[Collected data]
## Begin
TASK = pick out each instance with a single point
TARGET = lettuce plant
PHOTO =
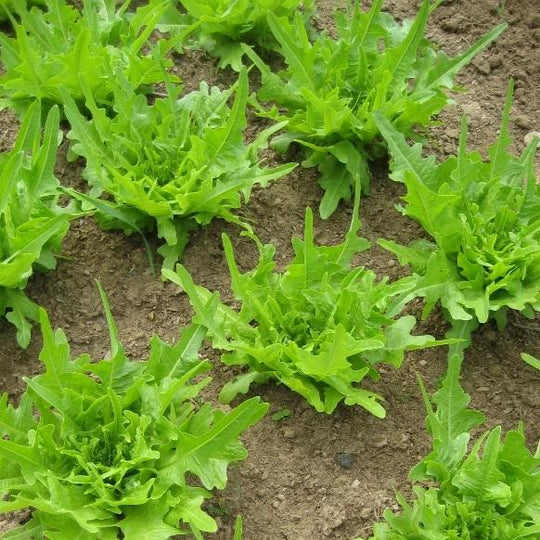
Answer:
(32, 222)
(65, 46)
(7, 7)
(221, 25)
(98, 449)
(173, 164)
(492, 491)
(330, 89)
(320, 327)
(484, 221)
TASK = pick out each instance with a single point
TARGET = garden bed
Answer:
(314, 476)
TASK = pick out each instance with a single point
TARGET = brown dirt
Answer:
(292, 485)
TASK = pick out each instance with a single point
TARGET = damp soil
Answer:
(312, 476)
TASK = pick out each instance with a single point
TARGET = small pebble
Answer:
(483, 66)
(451, 25)
(530, 136)
(289, 433)
(366, 513)
(534, 22)
(381, 443)
(523, 122)
(345, 460)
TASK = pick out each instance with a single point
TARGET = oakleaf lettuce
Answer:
(70, 47)
(221, 25)
(174, 164)
(32, 222)
(96, 449)
(320, 327)
(483, 218)
(490, 491)
(331, 87)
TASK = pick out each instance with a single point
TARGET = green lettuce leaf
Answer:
(491, 491)
(32, 222)
(320, 327)
(172, 165)
(96, 449)
(76, 48)
(484, 221)
(331, 88)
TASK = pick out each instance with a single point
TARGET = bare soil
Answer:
(294, 484)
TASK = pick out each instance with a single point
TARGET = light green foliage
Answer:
(7, 6)
(173, 164)
(65, 46)
(320, 327)
(222, 25)
(99, 448)
(484, 219)
(32, 224)
(490, 492)
(331, 88)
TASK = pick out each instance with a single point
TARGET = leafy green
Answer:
(223, 25)
(99, 448)
(32, 222)
(320, 327)
(331, 87)
(6, 7)
(65, 46)
(484, 219)
(491, 492)
(173, 164)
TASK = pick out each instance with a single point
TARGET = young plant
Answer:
(320, 327)
(65, 46)
(223, 25)
(483, 217)
(98, 449)
(32, 223)
(331, 88)
(7, 7)
(490, 492)
(175, 163)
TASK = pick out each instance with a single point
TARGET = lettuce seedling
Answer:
(490, 492)
(330, 89)
(484, 221)
(173, 164)
(221, 25)
(7, 7)
(320, 327)
(32, 222)
(65, 46)
(99, 449)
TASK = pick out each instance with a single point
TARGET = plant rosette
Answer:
(320, 327)
(98, 449)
## End
### [Set task]
Take the entries shown above and quote them verbatim, passing over the pictures.

### [Exercise answer]
TASK = pick out each instance with a single point
TARGET = lettuce plant
PHOTO =
Answer:
(32, 222)
(65, 46)
(7, 7)
(221, 25)
(98, 449)
(173, 164)
(492, 491)
(330, 89)
(320, 327)
(484, 221)
TASK = pick out each instance with a single point
TARGET = garden bed
Answer:
(314, 476)
TASK = pick out each instance with a single point
TARGET = brown dirt
Answer:
(292, 485)
TASK = pick out each instance with a single point
TARGET = damp soil
Answer:
(312, 476)
TASK = pick out each instance with a single point
TARGET = small pebble
Answer:
(483, 66)
(451, 25)
(530, 136)
(289, 433)
(366, 513)
(534, 22)
(381, 443)
(523, 122)
(345, 460)
TASK = pick out each instance with a single point
TARGET = oakleaf lettuce
Answer:
(70, 47)
(221, 25)
(174, 164)
(32, 222)
(96, 449)
(320, 327)
(483, 218)
(490, 491)
(331, 87)
TASK = pick out each instance with a single point
TARGET = green lettuce leaf
Answer:
(491, 491)
(32, 222)
(320, 327)
(172, 165)
(96, 449)
(76, 48)
(484, 221)
(331, 88)
TASK = pick out each instance with a single point
TARGET = bare soil
Answer:
(294, 484)
TASK = pick out each instance with a single point
TARGET = light green foliage
Answer:
(7, 6)
(173, 164)
(65, 46)
(320, 327)
(222, 25)
(99, 448)
(484, 219)
(32, 224)
(490, 492)
(331, 88)
TASK = pick out each instance with a single point
TARGET = leafy green
Answer:
(223, 25)
(99, 448)
(32, 222)
(320, 327)
(331, 87)
(6, 7)
(65, 46)
(484, 219)
(491, 492)
(173, 164)
TASK = pick out each instance with a single point
TARGET = young plant
Answer:
(320, 327)
(65, 46)
(223, 25)
(483, 217)
(98, 449)
(32, 223)
(331, 88)
(7, 7)
(490, 492)
(175, 163)
TASK = pick out each instance with a single point
TARGET = lettuce seedling
Answer:
(490, 492)
(330, 89)
(484, 221)
(173, 164)
(221, 25)
(7, 7)
(320, 327)
(32, 222)
(65, 46)
(99, 449)
TASK = pick out each instance with a single point
TARGET = plant rosette
Answer:
(320, 327)
(98, 449)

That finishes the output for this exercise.